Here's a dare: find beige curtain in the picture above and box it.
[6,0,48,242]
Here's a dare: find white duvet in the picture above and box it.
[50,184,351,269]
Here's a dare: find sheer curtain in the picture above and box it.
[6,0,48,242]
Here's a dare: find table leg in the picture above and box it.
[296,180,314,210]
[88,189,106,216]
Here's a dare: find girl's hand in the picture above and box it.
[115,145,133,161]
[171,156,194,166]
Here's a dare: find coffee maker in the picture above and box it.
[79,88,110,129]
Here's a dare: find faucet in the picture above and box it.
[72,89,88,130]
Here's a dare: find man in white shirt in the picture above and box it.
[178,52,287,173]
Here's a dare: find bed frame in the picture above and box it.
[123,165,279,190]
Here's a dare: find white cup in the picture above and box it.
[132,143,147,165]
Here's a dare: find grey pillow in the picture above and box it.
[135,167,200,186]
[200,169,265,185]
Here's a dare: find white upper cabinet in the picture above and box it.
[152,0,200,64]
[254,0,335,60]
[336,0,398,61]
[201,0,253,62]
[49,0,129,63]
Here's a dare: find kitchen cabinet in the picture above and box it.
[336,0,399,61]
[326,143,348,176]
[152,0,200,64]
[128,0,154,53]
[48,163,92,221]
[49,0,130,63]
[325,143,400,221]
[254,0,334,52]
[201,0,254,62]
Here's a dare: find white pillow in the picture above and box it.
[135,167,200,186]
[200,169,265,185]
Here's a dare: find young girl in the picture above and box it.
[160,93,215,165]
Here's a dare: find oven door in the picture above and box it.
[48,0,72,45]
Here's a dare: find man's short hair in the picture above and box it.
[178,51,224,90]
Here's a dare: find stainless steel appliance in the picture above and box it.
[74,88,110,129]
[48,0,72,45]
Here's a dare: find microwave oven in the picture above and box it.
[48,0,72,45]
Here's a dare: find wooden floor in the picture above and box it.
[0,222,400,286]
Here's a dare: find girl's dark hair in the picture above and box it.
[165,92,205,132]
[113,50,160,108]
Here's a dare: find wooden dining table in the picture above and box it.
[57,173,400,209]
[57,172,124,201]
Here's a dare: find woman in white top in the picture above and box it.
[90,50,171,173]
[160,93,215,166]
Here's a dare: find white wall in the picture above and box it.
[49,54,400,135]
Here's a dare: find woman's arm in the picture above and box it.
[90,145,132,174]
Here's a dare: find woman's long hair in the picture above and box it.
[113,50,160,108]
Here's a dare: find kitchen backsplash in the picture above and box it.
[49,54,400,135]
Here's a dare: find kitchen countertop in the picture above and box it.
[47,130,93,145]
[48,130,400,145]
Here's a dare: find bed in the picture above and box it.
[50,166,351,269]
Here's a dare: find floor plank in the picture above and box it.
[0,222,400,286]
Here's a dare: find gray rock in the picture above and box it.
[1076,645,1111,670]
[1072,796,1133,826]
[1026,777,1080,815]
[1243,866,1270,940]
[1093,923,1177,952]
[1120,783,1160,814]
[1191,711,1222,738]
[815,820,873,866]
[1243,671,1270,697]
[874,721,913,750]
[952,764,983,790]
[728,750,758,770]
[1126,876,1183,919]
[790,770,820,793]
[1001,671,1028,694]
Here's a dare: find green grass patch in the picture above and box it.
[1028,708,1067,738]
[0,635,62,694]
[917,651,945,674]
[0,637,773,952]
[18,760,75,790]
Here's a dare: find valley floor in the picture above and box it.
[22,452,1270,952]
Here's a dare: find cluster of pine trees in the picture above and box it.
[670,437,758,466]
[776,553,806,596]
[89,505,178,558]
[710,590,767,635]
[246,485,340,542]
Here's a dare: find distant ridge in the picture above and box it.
————
> **Requirement**: Please express every line of the material above as a Markdown table with the columns "Row" and "Line", numbering the rows in order and omitting blank lines.

> **Task response**:
| Row | Line |
|---|---|
| 1 | Here's a dare: find beige curtain in the picture above and box it. |
| 2 | [6,0,48,242] |
| 3 | Here's a dare: find white duvet in the picture above and box it. |
| 4 | [50,184,351,269] |
| 5 | Here's a dare: find sheer curtain in the picture above and box it. |
| 6 | [6,0,48,242] |
| 7 | Here's a dare: find table leg in the picture above and box it. |
| 8 | [296,180,314,210] |
| 9 | [88,189,106,216] |
| 10 | Here's a dare: find girl's hand in the picture above and box it. |
| 11 | [115,145,133,161] |
| 12 | [171,156,194,166] |
| 13 | Here's a dare: find coffee maker in the picture above and box it. |
| 14 | [79,88,110,129] |
| 15 | Here's a dare: find faucet in the picture above and box it. |
| 16 | [72,89,88,130] |
| 17 | Here's a dare: find man in white shirt in the picture above and box it. |
| 18 | [178,52,287,173] |
| 19 | Here's a dare: find bed frame in the picture above and box it. |
| 20 | [123,165,279,190] |
| 21 | Here's a dare: find white cup in the picture above and box it. |
| 22 | [132,143,147,165] |
| 23 | Here's a dare: find grey pillow in the picture above and box it. |
| 24 | [135,167,200,186] |
| 25 | [200,169,265,185] |
| 26 | Here's a dare: find white upper cabinet in the picture above and box it. |
| 27 | [152,0,200,64] |
| 28 | [254,0,335,60] |
| 29 | [336,0,398,61] |
| 30 | [201,0,253,62] |
| 31 | [49,0,129,63] |
| 32 | Here's a dare: find kitchen cabinet in the picture above and box it. |
| 33 | [336,0,399,61] |
| 34 | [326,143,348,176] |
| 35 | [152,0,200,64] |
| 36 | [128,0,154,53] |
| 37 | [48,163,92,221] |
| 38 | [49,0,130,63] |
| 39 | [325,143,400,221] |
| 40 | [254,0,334,52] |
| 41 | [201,0,254,62] |
| 42 | Here's a dare: find white pillow in the picture above and box it. |
| 43 | [135,167,200,186] |
| 44 | [200,169,265,185] |
| 45 | Here's a dare: find young girl in the picture above and box it. |
| 46 | [160,93,215,165] |
| 47 | Here's a dare: find oven door in the picture above and box it. |
| 48 | [48,0,72,45] |
| 49 | Here's a dare: find man's short hair in the picture above and box it. |
| 50 | [178,51,224,90] |
| 51 | Here's a dare: find stainless steel appliance in the picture above and box it. |
| 52 | [74,88,110,129] |
| 53 | [48,0,72,45] |
| 54 | Here's a dare: find microwave oven in the picture above and box it. |
| 55 | [48,0,72,45] |
| 56 | Here's a dare: find wooden floor in the picture above and box it. |
| 57 | [0,222,400,286] |
| 58 | Here's a dare: find girl's dark hair in the picture above and box it. |
| 59 | [165,92,205,132] |
| 60 | [113,50,160,108] |
| 61 | Here's a dare: find wooden dining table in the picture above and box it. |
| 62 | [57,173,400,209] |
| 63 | [57,172,124,201] |
| 64 | Here's a dare: find woman in white top in the picture above and box it. |
| 65 | [90,50,171,173] |
| 66 | [160,93,215,166] |
| 67 | Here's a dare: find white wall in the picture above and box it. |
| 68 | [49,54,400,135] |
| 69 | Here's a dare: find woman's arm in the picture above and box it. |
| 70 | [90,145,132,174] |
| 71 | Here's a dare: find woman's long hair in the picture above and box it. |
| 72 | [113,50,160,108] |
| 73 | Here's a dare: find kitchen backsplash in the picture above and box it. |
| 74 | [49,54,400,135] |
| 75 | Here's a dare: find kitchen countertop in the picture above and box it. |
| 76 | [47,130,93,145] |
| 77 | [48,130,400,145] |
| 78 | Here's a dare: find bed in the picture above and box it. |
| 79 | [50,166,351,269] |
| 80 | Here's a dare: find floor plank in the picture above and box it. |
| 81 | [0,222,400,286] |
| 82 | Here's a dare: find gray rock in the picture above and box it. |
| 83 | [1076,645,1111,670] |
| 84 | [1072,796,1133,826] |
| 85 | [1026,777,1080,815] |
| 86 | [1243,866,1270,940] |
| 87 | [1093,923,1177,952] |
| 88 | [1120,783,1160,814] |
| 89 | [1191,711,1222,738] |
| 90 | [815,820,873,866] |
| 91 | [1243,671,1270,697] |
| 92 | [874,721,913,750] |
| 93 | [952,764,983,790] |
| 94 | [728,750,758,770] |
| 95 | [1126,876,1183,919] |
| 96 | [790,770,820,793] |
| 97 | [1001,671,1028,694] |
| 98 | Here's a dare: find green grass patch in the picture above and box it. |
| 99 | [1028,708,1067,738] |
| 100 | [0,635,62,694] |
| 101 | [917,651,945,674] |
| 102 | [0,637,773,952] |
| 103 | [18,760,75,790] |
| 104 | Here's a dare: find valley floor in the picture above and box it. |
| 105 | [22,452,1270,952] |
| 106 | Here's a dare: find cluster of pine trees in the picture above and box it. |
| 107 | [670,437,758,466] |
| 108 | [776,553,806,596] |
| 109 | [89,505,178,558] |
| 110 | [710,590,767,635] |
| 111 | [246,485,340,542] |
| 112 | Here's a dare: find distant ridge in the picture above and box it. |